**Data to use**
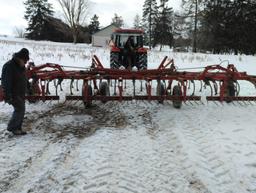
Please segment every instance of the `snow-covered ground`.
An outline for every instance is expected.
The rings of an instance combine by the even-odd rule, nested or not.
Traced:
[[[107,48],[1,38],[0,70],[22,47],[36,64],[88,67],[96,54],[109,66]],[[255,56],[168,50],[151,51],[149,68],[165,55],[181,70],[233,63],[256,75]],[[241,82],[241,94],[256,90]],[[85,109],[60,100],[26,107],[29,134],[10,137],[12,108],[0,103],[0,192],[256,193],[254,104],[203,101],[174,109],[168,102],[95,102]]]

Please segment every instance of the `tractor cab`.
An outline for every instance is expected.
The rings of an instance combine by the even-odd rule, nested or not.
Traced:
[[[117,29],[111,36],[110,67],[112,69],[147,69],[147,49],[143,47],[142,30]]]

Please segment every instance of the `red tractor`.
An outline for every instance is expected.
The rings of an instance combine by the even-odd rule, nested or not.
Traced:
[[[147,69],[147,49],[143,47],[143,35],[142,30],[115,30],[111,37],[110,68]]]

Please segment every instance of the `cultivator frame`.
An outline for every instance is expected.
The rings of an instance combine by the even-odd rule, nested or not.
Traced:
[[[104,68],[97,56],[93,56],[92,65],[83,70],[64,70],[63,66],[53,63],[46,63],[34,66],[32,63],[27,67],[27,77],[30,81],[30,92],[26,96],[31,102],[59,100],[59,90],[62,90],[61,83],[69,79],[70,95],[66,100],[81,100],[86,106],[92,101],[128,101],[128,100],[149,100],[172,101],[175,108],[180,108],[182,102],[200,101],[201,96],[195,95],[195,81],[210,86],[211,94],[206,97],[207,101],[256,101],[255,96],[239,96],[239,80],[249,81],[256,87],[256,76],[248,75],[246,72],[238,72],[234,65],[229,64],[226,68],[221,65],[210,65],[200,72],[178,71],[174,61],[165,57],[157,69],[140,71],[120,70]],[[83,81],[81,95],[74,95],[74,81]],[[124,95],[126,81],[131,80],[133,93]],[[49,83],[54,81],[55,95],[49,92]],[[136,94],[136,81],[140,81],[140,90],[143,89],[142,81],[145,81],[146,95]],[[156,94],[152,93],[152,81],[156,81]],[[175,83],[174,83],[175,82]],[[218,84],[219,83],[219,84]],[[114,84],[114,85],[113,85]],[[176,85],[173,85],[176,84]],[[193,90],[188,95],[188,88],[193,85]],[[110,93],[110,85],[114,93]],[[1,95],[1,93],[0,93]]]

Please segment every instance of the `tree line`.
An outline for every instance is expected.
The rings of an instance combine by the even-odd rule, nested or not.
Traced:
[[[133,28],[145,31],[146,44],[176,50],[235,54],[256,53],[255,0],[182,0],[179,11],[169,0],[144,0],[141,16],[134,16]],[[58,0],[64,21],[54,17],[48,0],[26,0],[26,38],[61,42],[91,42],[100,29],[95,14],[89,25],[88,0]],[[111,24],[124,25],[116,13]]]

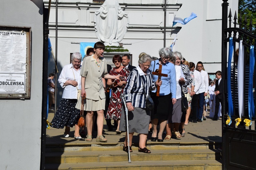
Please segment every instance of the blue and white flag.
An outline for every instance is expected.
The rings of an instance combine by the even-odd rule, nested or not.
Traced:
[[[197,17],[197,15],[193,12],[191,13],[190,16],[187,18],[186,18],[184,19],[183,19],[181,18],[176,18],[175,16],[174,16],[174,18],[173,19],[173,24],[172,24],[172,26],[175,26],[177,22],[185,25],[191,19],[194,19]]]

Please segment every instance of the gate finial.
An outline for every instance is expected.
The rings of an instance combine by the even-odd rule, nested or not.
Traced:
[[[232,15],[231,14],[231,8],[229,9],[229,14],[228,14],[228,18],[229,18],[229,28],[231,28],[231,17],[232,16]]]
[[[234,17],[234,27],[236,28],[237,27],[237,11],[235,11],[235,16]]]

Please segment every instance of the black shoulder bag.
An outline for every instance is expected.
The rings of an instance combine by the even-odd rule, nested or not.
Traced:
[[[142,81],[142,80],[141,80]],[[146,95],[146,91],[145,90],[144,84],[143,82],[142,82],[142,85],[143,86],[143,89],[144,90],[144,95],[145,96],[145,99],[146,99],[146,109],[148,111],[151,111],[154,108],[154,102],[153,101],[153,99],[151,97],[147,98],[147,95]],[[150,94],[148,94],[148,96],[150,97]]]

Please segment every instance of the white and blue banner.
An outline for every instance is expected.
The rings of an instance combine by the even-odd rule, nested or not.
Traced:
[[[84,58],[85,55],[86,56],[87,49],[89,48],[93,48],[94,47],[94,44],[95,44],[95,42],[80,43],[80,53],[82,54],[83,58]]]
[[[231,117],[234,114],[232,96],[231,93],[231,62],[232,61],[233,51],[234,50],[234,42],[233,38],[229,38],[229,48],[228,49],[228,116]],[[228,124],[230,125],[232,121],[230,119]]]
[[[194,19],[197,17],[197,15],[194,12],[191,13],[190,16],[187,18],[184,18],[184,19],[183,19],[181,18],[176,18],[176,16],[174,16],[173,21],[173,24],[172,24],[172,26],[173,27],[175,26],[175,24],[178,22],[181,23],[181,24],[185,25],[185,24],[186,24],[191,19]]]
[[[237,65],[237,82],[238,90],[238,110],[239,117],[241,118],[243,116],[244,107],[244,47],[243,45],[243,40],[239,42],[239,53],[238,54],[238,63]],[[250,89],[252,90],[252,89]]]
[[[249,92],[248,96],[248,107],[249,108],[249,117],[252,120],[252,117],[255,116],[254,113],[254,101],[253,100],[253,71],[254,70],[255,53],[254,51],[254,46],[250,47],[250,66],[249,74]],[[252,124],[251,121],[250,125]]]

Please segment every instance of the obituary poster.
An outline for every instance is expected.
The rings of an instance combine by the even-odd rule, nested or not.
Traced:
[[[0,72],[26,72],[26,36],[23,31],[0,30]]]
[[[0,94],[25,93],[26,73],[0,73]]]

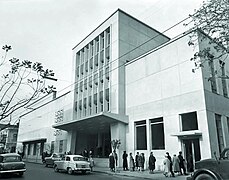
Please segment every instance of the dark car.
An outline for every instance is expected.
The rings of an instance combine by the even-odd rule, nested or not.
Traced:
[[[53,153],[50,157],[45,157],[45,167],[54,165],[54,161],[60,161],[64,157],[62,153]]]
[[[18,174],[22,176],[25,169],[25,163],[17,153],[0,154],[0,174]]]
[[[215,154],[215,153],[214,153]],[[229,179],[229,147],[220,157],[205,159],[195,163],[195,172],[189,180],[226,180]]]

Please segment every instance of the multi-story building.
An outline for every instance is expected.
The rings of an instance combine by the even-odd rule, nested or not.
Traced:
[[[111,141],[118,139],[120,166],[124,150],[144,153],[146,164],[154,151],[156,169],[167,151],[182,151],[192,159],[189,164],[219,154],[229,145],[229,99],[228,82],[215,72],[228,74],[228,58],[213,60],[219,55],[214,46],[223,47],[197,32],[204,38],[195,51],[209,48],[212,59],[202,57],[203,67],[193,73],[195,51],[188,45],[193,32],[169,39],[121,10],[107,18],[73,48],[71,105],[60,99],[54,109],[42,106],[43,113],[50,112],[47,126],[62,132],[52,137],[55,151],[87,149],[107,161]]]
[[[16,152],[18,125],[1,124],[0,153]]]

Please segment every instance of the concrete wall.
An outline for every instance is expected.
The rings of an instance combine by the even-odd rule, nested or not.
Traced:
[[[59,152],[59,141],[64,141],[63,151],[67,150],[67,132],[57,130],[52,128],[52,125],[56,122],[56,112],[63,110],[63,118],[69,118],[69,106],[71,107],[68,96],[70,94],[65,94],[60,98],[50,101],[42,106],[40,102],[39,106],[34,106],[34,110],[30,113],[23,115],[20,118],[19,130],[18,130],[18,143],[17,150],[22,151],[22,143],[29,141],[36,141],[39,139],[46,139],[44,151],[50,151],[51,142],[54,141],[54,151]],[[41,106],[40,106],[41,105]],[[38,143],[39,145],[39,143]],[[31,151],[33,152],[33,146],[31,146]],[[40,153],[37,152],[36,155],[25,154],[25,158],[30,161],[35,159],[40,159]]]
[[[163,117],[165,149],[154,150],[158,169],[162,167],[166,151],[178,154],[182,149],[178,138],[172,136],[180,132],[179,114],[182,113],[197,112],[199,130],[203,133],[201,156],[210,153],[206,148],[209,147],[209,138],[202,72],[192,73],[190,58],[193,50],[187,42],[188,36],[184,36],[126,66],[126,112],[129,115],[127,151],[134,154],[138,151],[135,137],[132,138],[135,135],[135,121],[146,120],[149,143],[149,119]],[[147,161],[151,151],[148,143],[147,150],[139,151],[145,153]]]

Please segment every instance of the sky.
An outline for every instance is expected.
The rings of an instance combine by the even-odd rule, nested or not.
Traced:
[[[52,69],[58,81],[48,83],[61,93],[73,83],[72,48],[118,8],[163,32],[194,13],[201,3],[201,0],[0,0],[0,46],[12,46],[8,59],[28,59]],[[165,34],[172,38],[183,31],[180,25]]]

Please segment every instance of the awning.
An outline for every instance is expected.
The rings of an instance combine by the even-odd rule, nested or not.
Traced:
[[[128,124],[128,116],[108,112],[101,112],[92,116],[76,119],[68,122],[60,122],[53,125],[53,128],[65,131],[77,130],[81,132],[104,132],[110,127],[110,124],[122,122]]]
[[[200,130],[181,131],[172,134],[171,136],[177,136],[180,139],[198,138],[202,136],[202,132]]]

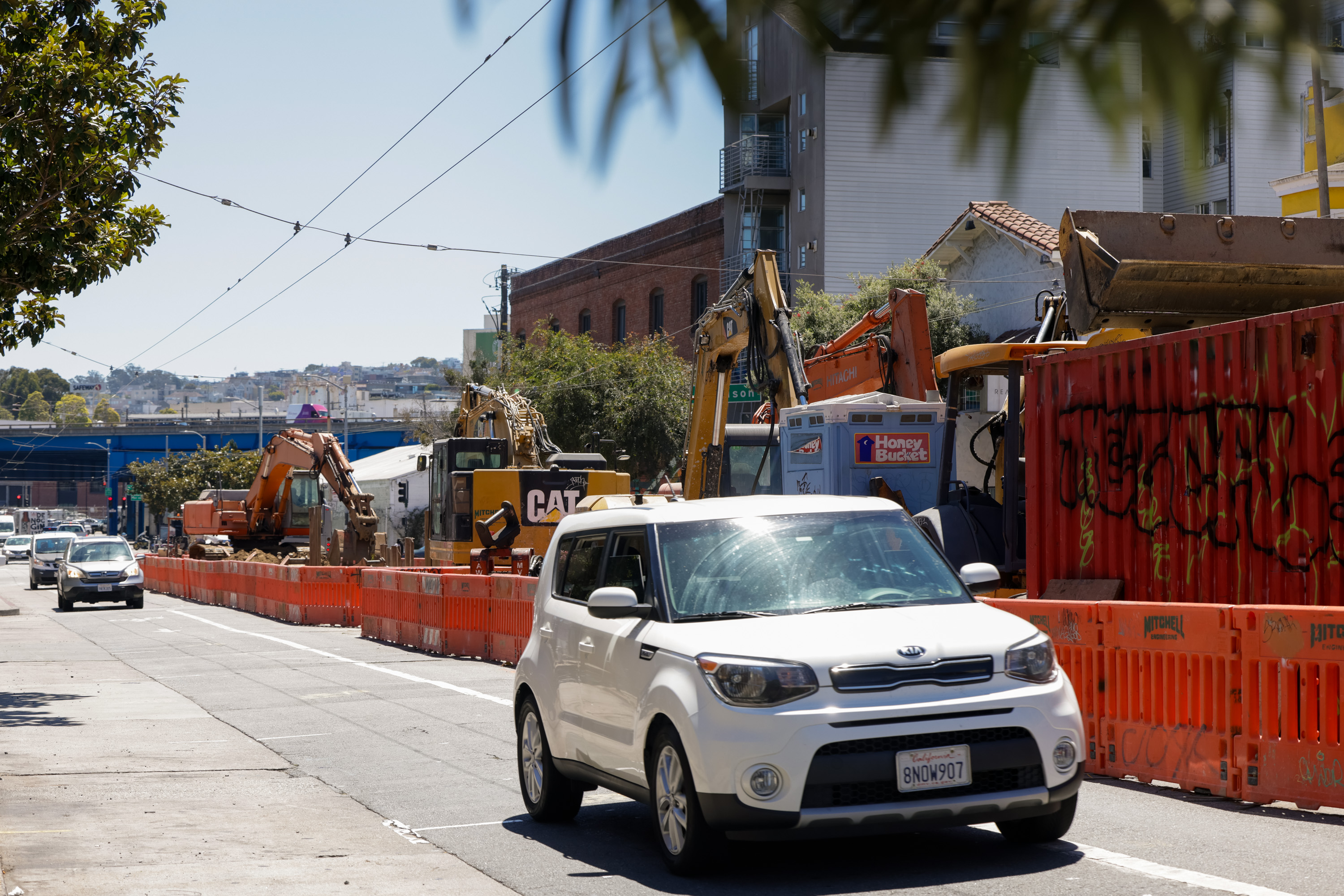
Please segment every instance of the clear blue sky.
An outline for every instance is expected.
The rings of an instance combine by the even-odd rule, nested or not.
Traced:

**Task to complete**
Can you turn the lines above, from the line with "Please segment every instance of the obituary" to the line with "[[[0,94],[25,93],[26,73],[0,73]]]", both included, into a Markdown table with the columns Row and Line, numbering each line and skipping any blank ones?

**Output for this task**
| Row | Line |
|---|---|
| 1 | Please segment every instance of the obituary poster. |
| 2 | An outline for every instance is expected. |
| 3 | The rings of an instance combine by the even-odd rule, nested or not. |
| 4 | Traced: |
| 5 | [[[0,72],[26,72],[26,36],[23,31],[0,30]]] |
| 6 | [[[0,94],[25,93],[26,73],[0,73]]] |